→ Selection:
15 October 2009 by Cullen Roche 9 Comments

Ben has succeeded.   He is in the process of reflating the bubbles that helped cause all of our messes in the first place.  A carefully constructed combination of government stimulus and low interest rates is bringing the bubble back to American real estate.  Jim the Realtor is dumbfounded at what he is seeing in the markets over the last few weeks.  This video is a must see:

jimre

CNBC’s Diana Olick is also reporting similar stories in Las Vegas where a full blown real estate depression is occurring.  No longer!  Houses are moving like hot cakes:

But back to Katie. Her Realtor, who is also an old friend, emailed Katie the following warnings before her arrival on the Vegas strip:

- This market is crazy and many things are just not going to make any sense.

- I can guarantee you 99.99% of the listings emailed to you will no longer be available by the time you get here.

- Properties are selling in the blink of an eye.

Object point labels
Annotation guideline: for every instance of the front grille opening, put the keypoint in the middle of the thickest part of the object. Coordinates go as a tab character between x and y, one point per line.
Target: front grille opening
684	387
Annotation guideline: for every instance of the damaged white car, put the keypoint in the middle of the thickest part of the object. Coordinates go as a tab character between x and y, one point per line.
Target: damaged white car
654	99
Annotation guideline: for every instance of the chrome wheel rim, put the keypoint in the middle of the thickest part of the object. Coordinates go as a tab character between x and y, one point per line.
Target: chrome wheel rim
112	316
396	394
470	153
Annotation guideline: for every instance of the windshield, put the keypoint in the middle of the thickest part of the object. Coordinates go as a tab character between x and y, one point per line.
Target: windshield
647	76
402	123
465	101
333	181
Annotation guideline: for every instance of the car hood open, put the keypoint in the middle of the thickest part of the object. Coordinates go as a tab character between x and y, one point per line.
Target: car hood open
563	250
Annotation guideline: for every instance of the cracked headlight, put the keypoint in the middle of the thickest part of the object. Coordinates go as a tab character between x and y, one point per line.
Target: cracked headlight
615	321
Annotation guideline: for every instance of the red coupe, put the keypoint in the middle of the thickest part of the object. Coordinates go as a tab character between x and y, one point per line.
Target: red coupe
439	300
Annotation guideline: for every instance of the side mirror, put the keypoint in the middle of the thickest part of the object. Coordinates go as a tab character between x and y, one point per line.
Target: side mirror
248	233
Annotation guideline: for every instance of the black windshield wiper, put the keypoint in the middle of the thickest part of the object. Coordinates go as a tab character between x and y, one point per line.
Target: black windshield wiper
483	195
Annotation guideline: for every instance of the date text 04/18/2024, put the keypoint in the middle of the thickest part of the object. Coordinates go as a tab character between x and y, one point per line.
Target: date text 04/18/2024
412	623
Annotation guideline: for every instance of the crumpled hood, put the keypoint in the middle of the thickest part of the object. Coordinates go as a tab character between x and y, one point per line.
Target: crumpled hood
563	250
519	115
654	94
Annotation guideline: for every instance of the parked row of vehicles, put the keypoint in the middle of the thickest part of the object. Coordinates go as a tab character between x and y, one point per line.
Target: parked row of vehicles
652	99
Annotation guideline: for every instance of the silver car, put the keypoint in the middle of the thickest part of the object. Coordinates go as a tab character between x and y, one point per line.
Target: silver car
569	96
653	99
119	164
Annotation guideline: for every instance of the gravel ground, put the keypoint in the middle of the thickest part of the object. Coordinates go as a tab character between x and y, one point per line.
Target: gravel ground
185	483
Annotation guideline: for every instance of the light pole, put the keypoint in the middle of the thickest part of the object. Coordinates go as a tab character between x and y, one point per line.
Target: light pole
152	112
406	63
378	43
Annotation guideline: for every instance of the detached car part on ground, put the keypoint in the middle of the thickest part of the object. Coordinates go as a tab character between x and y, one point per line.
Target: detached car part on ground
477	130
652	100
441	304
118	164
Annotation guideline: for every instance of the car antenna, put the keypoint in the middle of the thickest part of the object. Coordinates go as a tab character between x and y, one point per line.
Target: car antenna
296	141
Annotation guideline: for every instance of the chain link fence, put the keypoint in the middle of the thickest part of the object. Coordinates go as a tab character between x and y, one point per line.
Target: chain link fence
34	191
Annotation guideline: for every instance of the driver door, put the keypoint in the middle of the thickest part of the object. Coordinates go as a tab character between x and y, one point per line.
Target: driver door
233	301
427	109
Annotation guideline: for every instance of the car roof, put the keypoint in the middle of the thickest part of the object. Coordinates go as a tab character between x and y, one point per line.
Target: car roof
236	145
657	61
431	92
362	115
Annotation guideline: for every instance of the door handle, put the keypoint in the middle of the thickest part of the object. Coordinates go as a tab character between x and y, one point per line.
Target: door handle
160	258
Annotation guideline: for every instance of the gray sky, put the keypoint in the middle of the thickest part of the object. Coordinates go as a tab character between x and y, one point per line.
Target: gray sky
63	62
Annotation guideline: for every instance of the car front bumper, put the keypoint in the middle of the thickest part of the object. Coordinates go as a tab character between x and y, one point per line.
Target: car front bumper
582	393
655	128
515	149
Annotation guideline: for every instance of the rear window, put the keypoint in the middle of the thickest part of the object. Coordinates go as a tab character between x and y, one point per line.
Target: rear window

→ Work required: In the post on the real estate bubble, what share of the listings emailed to Katie did her Realtor guarantee would be gone by the time she arrived?

→ Problem solution: 99.99% of the listings